* Seçki:

────────────────

Cumhur sonrası sağda yeni diziliş
Post kelimesi artık Türkçe’ye de girdi. Herkes biliyor ki bir kelimenin başına “post” gelince o tanım için “sonrası” kastediliyor. Her konuda kullanmayı çok sevdik, en çok da siyasette. Türkiye’nin geleceğini konuştuğumuz her toplantıda mutlaka kullandığımız “Post Erdoğan ve post Bahçeli” kavramı, bu yazının da konusu oldu.
Erdoğan ve Bahçeli, Türkiye siyasetinin son 30 yılına damga vuran isimlerden en önemlileri. Bu iki isim aynı anda hem rakiplerine hem doğanın seyrine karşı güçten düşmüş durumda. Bu durum, ülkenin yaklaşık yüzde 50’sine yakın bir kesimi etkileme gücüne ulaşmış iki partinin, geleceği konusunda çok daha hararetli tartışmalara neden oluyor. Orada yaşanan her hamle ilgiyle izleniyor.

────────────────

* Veri Kümesinden Alıntılar:
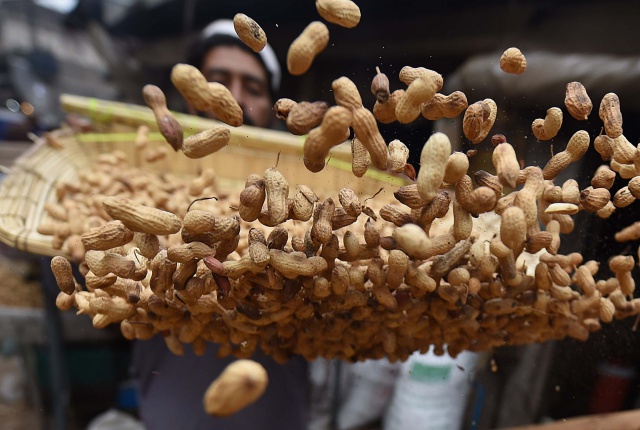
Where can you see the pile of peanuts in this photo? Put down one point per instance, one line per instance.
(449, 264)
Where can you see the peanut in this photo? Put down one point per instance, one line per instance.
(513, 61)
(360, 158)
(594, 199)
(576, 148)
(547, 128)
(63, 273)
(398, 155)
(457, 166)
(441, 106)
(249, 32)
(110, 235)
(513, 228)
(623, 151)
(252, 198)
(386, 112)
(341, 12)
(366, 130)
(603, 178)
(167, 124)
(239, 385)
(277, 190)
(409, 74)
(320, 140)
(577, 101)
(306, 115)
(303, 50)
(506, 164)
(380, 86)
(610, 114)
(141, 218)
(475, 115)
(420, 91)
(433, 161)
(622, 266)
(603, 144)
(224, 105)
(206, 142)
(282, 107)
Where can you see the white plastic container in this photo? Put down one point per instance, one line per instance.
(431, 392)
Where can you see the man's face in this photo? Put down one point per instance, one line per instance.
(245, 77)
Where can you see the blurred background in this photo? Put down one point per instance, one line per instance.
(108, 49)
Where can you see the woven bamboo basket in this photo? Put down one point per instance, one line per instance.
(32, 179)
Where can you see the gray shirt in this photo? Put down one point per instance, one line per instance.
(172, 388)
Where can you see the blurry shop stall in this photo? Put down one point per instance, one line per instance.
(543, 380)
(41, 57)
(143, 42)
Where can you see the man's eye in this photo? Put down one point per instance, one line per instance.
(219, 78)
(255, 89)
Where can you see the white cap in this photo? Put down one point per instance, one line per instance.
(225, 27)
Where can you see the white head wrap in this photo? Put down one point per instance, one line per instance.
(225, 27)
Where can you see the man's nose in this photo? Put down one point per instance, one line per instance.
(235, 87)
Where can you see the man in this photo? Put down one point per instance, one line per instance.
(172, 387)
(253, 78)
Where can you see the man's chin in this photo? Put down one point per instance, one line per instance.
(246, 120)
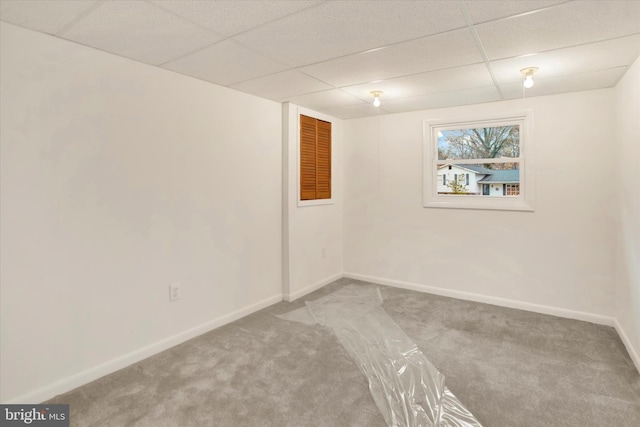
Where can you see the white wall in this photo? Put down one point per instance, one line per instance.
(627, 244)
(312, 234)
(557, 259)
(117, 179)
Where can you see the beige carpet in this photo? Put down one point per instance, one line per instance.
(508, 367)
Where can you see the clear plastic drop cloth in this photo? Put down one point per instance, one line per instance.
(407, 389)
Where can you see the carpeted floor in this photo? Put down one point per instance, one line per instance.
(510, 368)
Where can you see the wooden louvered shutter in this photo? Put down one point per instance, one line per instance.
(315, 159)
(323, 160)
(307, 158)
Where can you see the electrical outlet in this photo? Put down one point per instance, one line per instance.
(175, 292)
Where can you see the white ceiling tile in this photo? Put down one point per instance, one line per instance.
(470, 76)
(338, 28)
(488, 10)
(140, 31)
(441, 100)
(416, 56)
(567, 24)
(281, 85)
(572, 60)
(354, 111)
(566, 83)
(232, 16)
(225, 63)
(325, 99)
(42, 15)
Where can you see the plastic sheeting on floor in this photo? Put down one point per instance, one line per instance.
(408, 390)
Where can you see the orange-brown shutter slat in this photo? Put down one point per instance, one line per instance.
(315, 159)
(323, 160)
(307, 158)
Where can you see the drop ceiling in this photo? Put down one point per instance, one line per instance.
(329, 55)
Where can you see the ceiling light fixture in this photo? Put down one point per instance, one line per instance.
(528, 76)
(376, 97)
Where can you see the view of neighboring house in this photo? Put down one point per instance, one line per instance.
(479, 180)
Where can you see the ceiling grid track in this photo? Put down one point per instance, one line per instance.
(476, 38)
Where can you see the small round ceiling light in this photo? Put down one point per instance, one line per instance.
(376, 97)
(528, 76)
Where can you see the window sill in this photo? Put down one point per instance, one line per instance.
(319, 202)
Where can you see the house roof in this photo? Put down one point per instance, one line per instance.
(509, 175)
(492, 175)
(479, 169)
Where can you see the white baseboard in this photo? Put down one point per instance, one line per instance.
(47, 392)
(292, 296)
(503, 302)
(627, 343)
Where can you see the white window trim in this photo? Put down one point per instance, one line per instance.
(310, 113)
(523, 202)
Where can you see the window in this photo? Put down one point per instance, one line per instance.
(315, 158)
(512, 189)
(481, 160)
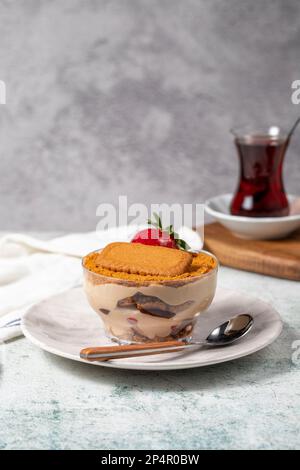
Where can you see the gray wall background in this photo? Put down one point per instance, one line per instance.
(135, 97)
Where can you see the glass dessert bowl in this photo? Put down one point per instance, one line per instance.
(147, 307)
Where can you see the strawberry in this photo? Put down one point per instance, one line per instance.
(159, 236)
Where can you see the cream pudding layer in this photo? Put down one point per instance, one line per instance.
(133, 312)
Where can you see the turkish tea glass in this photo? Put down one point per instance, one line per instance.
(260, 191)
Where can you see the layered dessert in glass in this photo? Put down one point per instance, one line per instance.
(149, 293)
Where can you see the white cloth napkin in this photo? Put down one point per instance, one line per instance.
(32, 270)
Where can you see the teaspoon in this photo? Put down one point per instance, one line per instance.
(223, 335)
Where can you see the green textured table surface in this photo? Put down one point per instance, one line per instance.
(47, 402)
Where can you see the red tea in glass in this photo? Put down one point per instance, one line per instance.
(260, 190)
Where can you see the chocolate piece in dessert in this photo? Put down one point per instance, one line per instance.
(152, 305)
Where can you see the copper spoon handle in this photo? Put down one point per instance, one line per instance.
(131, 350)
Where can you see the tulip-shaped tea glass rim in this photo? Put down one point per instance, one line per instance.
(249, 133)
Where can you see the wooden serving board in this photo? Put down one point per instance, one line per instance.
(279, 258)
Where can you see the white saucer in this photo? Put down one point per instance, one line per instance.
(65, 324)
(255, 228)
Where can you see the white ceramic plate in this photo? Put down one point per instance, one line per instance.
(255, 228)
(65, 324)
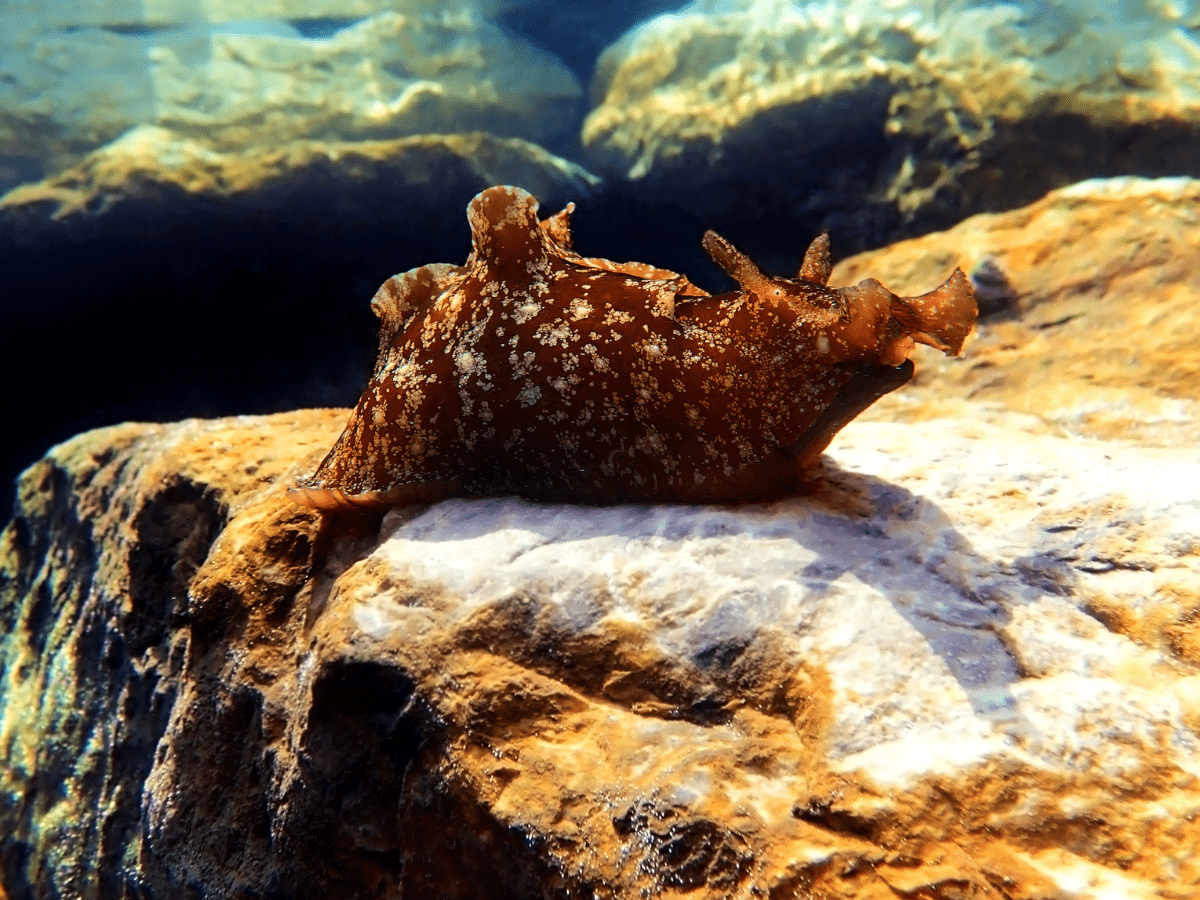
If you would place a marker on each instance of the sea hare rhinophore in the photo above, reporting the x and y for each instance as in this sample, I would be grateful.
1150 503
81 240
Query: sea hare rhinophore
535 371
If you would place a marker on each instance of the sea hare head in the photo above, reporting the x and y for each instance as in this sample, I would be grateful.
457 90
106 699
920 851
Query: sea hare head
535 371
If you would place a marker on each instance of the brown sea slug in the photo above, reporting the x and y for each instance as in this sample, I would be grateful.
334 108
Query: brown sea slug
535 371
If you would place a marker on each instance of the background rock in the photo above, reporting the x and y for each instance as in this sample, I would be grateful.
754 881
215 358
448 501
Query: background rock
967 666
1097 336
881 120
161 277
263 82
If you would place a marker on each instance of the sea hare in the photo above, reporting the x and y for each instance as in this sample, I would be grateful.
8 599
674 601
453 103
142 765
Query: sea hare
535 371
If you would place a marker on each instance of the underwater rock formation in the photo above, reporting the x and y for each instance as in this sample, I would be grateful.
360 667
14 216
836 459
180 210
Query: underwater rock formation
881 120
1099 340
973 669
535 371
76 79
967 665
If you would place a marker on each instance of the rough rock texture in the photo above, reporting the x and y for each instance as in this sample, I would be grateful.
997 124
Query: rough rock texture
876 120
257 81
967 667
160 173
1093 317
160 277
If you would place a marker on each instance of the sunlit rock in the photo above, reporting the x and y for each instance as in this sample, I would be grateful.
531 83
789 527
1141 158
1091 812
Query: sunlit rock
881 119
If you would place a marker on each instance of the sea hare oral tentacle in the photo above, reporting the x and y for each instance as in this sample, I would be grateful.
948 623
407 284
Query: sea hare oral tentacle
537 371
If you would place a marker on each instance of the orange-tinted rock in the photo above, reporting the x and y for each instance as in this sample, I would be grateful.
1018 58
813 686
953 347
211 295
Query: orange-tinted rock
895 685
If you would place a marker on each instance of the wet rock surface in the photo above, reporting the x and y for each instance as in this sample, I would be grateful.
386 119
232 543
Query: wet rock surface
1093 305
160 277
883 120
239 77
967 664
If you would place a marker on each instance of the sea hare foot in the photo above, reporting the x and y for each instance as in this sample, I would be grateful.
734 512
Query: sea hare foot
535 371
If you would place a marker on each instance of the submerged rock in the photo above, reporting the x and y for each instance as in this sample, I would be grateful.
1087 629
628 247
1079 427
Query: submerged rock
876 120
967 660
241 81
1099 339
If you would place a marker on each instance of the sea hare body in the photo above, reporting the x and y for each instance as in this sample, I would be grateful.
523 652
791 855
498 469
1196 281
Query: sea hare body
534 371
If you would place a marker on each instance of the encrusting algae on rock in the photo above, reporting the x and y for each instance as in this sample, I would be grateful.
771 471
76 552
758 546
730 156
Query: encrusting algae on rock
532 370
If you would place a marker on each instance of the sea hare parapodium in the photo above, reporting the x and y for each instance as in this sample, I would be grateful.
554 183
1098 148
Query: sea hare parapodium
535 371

────────────────

* Yapılacak İşler:
**a)** Siyaset yazısında "Cumhur sonrası sağda" sözcüklerini içeren yerle açılıp "da konusu oldu." ile kapanan bölümü, "siyasette" yerine "gündelik hayatta" koyarak yeniden yaz.
**b)** Siyaset yazısına göre Erdoğan ve Bahçeli, Türkiye siyasetinin son kaç yılına damga vurmuştur?
**c)** Lütfen siyaset yazısını kaldığı yerden sürdür.
Öğeler başka bir kaynaktan alınmıştır.

* Cevaplar:
**a)**
Cumhur sonrası sağda yeni diziliş
Post kelimesi artık Türkçe’ye de girdi. Herkes biliyor ki bir kelimenin başına “post” gelince o tanım için “sonrası” kastediliyor. Her konuda kullanmayı çok sevdik, en çok da gündelik hayatta. Türkiye’nin geleceğini konuştuğumuz her toplantıda mutlaka kullandığımız “Post Erdoğan ve post Bahçeli” kavramı, bu yazının da konusu oldu.

**b)** Son 30 yılına.

**c)**
Rejim, içine sürüklendiği “Erdoğan’dan sonra ne olacak” krizini 14-28 Mayıs 2023 seçimlerinde bir an olsun ötelemeyi başardı. Ama soru o kadar can yakıcı ki ötelemenin süresi de kısa oldu. Seçimden sadece 2 ay sonra rejim birçok önemli başlıkta derin sarsıntı yaşadı ve yaşamaya devam ediyor. Erdoğan ve Bahçeli olmadığında ne olacak sorusuna yanıt bulunmadığı ölçüde de bu krizler devam edip gidecek.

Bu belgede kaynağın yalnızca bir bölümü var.